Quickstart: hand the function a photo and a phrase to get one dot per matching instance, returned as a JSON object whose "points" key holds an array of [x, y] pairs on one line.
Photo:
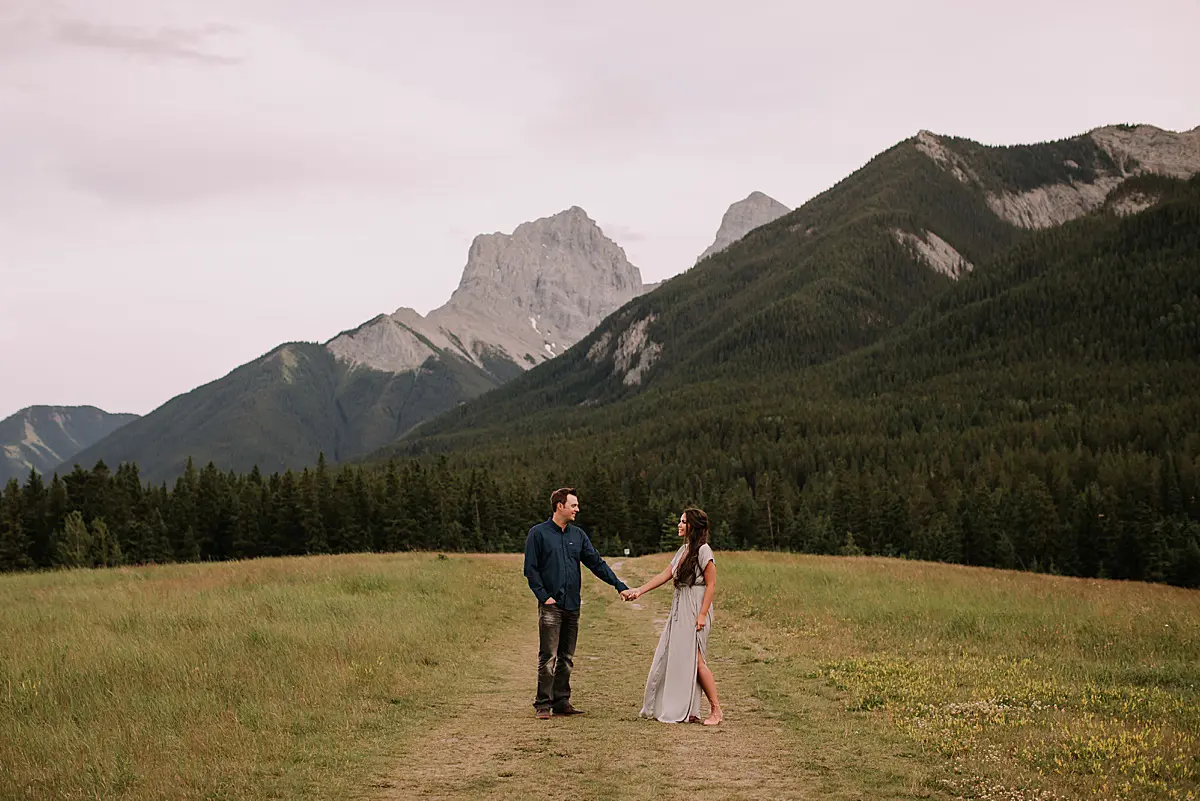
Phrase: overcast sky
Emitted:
{"points": [[186, 184]]}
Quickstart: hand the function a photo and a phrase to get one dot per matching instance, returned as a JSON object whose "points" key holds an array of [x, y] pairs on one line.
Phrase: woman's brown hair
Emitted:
{"points": [[696, 523]]}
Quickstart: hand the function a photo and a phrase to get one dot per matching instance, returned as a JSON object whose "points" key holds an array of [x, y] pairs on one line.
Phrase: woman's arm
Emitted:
{"points": [[658, 580], [709, 589]]}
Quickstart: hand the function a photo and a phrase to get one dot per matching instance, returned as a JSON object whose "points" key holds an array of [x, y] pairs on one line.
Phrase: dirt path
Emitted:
{"points": [[491, 746]]}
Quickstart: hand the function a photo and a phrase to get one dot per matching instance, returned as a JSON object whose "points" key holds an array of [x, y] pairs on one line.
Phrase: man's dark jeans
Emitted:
{"points": [[558, 630]]}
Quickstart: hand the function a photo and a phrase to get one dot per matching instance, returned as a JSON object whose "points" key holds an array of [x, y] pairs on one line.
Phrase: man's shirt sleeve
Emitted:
{"points": [[533, 570], [595, 562]]}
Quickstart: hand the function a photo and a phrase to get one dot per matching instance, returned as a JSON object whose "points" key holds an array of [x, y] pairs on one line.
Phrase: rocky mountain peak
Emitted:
{"points": [[552, 279], [756, 209], [527, 296]]}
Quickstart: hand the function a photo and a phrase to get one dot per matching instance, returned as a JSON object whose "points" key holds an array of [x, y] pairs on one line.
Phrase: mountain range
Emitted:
{"points": [[523, 299], [41, 438], [835, 276]]}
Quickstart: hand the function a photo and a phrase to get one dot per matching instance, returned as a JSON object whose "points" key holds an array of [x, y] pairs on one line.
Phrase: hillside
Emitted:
{"points": [[40, 438], [281, 409]]}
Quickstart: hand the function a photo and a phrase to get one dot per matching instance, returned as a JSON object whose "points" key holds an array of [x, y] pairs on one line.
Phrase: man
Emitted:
{"points": [[553, 552]]}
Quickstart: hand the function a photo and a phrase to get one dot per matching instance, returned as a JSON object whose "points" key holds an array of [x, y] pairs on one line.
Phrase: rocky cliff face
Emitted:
{"points": [[743, 217], [1131, 150], [523, 297], [43, 437]]}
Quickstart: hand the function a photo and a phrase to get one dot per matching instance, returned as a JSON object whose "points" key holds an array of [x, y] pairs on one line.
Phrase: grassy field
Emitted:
{"points": [[1029, 686], [406, 675]]}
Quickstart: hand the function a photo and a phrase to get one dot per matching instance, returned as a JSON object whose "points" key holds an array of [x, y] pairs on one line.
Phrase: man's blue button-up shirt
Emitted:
{"points": [[552, 564]]}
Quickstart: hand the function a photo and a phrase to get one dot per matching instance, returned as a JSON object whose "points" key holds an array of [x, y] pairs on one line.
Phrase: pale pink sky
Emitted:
{"points": [[186, 184]]}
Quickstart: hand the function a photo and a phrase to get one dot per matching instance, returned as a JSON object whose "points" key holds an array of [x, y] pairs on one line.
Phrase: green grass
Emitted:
{"points": [[347, 676], [268, 679], [1021, 682]]}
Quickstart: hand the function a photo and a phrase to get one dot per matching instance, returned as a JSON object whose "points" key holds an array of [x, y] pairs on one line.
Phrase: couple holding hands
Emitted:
{"points": [[678, 670]]}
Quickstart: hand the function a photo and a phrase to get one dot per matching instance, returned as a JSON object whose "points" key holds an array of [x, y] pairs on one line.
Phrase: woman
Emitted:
{"points": [[678, 670]]}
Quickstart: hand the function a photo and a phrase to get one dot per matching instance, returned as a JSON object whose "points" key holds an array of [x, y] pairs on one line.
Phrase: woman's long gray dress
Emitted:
{"points": [[672, 687]]}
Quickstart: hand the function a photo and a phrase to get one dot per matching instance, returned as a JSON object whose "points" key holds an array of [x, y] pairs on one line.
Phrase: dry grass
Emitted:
{"points": [[243, 680], [1029, 686], [412, 676]]}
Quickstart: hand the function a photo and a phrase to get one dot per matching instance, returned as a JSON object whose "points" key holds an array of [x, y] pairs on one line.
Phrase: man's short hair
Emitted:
{"points": [[559, 497]]}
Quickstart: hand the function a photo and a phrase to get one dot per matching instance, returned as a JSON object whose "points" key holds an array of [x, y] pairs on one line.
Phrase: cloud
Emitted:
{"points": [[162, 43]]}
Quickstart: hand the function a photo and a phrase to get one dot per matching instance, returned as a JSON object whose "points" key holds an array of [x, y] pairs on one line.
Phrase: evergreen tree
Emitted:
{"points": [[15, 543], [75, 548]]}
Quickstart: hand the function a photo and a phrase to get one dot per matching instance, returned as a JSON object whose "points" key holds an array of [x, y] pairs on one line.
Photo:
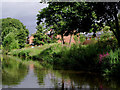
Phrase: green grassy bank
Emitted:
{"points": [[102, 56]]}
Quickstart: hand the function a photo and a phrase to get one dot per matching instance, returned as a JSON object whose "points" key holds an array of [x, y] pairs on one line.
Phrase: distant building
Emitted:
{"points": [[66, 38]]}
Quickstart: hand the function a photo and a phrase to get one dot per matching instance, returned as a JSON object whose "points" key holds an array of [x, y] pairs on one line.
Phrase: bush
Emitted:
{"points": [[27, 45], [24, 53], [111, 64]]}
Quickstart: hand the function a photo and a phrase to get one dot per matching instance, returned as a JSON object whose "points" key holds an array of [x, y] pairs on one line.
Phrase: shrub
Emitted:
{"points": [[27, 45], [24, 53], [111, 64]]}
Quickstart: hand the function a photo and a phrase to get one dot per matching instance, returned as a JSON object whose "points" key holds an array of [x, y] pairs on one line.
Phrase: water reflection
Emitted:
{"points": [[17, 74], [13, 71]]}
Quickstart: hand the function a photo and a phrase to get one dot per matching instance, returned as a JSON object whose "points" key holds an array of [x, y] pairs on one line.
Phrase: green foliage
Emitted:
{"points": [[39, 36], [82, 38], [67, 19], [27, 45], [111, 63], [24, 53], [15, 26], [76, 39], [10, 42]]}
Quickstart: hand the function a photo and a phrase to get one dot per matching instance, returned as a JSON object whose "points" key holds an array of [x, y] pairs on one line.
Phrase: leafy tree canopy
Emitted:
{"points": [[13, 25]]}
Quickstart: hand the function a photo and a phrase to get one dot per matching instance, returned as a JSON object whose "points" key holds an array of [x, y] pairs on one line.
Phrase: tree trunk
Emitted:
{"points": [[70, 39], [117, 28], [62, 39]]}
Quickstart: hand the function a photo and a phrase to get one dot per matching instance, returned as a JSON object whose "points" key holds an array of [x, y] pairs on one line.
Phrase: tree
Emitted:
{"points": [[67, 18], [82, 16], [39, 36], [10, 42], [108, 13], [13, 25]]}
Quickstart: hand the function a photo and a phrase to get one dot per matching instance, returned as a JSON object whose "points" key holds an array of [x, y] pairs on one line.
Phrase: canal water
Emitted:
{"points": [[17, 74]]}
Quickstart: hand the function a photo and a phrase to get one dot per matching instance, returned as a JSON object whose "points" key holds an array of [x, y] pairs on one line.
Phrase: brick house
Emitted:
{"points": [[66, 38]]}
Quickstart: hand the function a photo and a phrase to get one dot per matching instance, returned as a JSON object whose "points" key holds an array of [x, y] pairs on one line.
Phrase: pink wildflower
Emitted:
{"points": [[101, 56]]}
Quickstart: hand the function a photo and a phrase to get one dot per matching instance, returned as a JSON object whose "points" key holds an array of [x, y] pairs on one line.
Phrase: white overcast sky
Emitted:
{"points": [[24, 10]]}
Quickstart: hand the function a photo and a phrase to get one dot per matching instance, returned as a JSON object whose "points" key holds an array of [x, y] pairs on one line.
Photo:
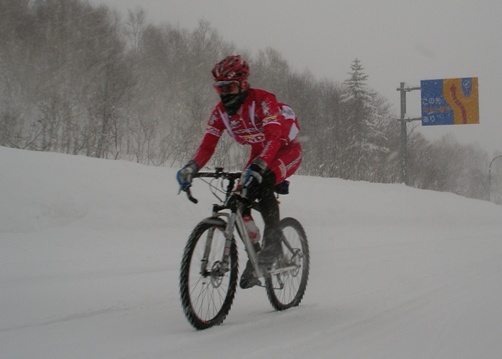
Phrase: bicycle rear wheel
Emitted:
{"points": [[207, 284], [287, 281]]}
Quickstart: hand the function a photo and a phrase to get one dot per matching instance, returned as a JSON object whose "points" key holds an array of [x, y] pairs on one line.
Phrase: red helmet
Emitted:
{"points": [[232, 68]]}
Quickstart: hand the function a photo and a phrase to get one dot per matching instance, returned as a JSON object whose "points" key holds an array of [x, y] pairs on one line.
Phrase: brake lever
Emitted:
{"points": [[190, 197]]}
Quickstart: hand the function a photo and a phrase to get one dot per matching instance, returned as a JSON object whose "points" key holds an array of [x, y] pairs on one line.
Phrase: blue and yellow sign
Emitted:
{"points": [[450, 101]]}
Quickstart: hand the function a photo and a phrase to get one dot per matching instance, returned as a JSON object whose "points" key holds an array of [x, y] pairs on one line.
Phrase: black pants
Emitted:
{"points": [[269, 208]]}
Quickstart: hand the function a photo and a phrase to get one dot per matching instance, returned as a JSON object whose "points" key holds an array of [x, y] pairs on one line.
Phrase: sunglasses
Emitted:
{"points": [[226, 87]]}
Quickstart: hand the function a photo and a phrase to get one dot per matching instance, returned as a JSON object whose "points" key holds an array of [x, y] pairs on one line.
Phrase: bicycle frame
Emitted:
{"points": [[233, 203]]}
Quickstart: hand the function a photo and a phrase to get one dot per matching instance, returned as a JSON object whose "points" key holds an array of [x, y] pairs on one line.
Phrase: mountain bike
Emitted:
{"points": [[209, 268]]}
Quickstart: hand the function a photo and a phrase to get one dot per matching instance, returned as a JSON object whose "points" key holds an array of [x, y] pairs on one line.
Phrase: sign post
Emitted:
{"points": [[450, 101]]}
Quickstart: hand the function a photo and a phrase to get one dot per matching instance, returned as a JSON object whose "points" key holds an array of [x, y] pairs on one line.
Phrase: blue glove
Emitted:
{"points": [[185, 175], [252, 178]]}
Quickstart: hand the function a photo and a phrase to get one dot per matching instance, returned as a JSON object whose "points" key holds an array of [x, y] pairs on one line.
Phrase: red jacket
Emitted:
{"points": [[261, 122]]}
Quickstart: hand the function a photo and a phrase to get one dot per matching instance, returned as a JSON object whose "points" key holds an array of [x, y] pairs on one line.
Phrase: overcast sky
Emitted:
{"points": [[395, 40]]}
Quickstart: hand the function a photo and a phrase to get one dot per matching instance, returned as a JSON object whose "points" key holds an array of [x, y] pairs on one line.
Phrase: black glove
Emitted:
{"points": [[252, 178], [185, 175]]}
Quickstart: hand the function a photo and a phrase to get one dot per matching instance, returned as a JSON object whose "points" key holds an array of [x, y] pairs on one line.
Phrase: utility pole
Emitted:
{"points": [[404, 132]]}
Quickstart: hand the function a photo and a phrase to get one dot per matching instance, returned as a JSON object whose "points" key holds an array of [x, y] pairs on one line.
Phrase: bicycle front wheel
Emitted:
{"points": [[287, 281], [207, 282]]}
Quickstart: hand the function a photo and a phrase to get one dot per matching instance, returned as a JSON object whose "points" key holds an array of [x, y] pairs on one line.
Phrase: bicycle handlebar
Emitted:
{"points": [[217, 173]]}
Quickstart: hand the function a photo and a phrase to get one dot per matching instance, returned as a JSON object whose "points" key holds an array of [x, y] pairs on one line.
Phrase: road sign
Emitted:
{"points": [[450, 101]]}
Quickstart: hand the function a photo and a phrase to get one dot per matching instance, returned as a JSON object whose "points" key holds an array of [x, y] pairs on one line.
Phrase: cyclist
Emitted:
{"points": [[252, 117]]}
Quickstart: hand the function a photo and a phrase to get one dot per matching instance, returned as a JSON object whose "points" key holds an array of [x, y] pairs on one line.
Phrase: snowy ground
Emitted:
{"points": [[90, 252]]}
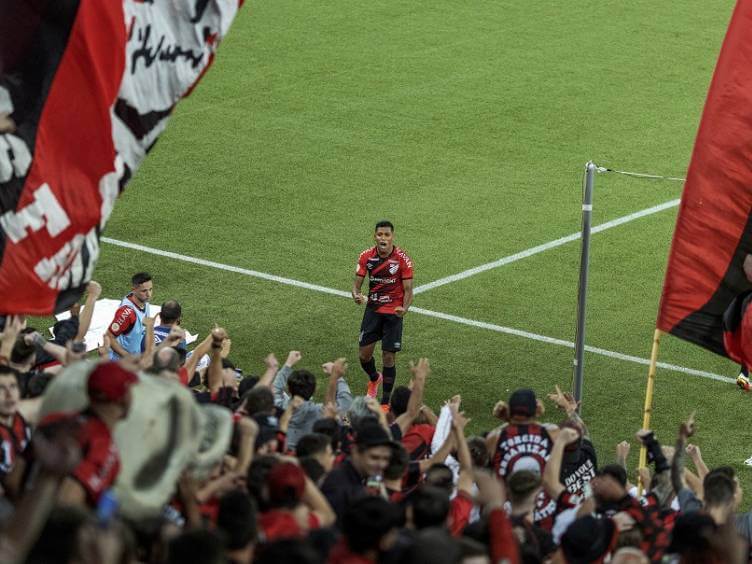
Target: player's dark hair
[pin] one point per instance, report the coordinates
(384, 223)
(171, 312)
(478, 451)
(400, 398)
(398, 462)
(430, 506)
(302, 383)
(312, 468)
(312, 444)
(139, 278)
(366, 522)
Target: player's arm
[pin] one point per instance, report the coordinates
(356, 291)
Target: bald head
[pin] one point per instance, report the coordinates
(629, 555)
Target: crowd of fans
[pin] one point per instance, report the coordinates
(339, 481)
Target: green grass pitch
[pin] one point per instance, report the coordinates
(468, 125)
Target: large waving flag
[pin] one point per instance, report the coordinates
(86, 87)
(714, 228)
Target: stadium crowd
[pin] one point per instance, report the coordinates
(339, 481)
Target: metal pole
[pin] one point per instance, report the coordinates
(587, 212)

__________________________________________________

• **EXERCISE DETAILS**
Nothing but the lines from the line with "Target: player's dark hair" to the last line of the listing above should appear; please retype them exactly, both ends included.

• **FINISHED EXERCISE**
Target: player's dark hair
[pin] one point per instance, report the coordinates
(384, 223)
(171, 312)
(478, 451)
(400, 398)
(398, 462)
(430, 506)
(302, 383)
(312, 468)
(312, 444)
(139, 278)
(366, 522)
Target: player's arm
[pin] one point per instance, report the coordinates
(356, 291)
Target: bald head
[pin] one point per instance, report the coordinates
(629, 555)
Target: crowd of fans
[pin] one point per instance, report the coordinates
(339, 481)
Target: green grass pitch
[pin] one point per instance, report the coordinates
(468, 125)
Target: large waving flag
[pin] one point per instance, report the coordinates
(86, 87)
(714, 228)
Target: stadium crowd
[pin] one point per instance, report the coordinates
(339, 481)
Target: metal pole
[pin] one point per instance, report the coordinates
(587, 212)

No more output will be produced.